# [DO THIS]
Copy each of the rows below word for word, leaving out the pictures.

# [TASK INPUTS]

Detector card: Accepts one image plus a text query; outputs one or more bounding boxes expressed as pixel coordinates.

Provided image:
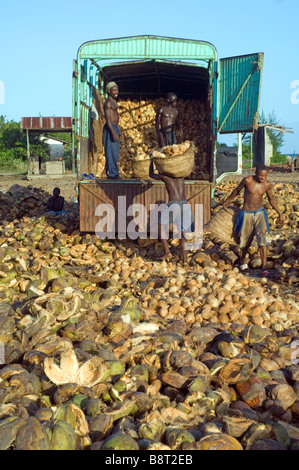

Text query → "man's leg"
[180,232,188,265]
[260,246,267,270]
[103,126,120,179]
[159,224,172,259]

# [ANSWER FOR THE TASK]
Detector card: Accepts one image plus a text query; outputs one or more bounding boxes expressed as pixel coordinates.

Provided image:

Text query → "man's leg"
[180,232,188,265]
[260,246,267,270]
[103,126,120,179]
[159,224,172,259]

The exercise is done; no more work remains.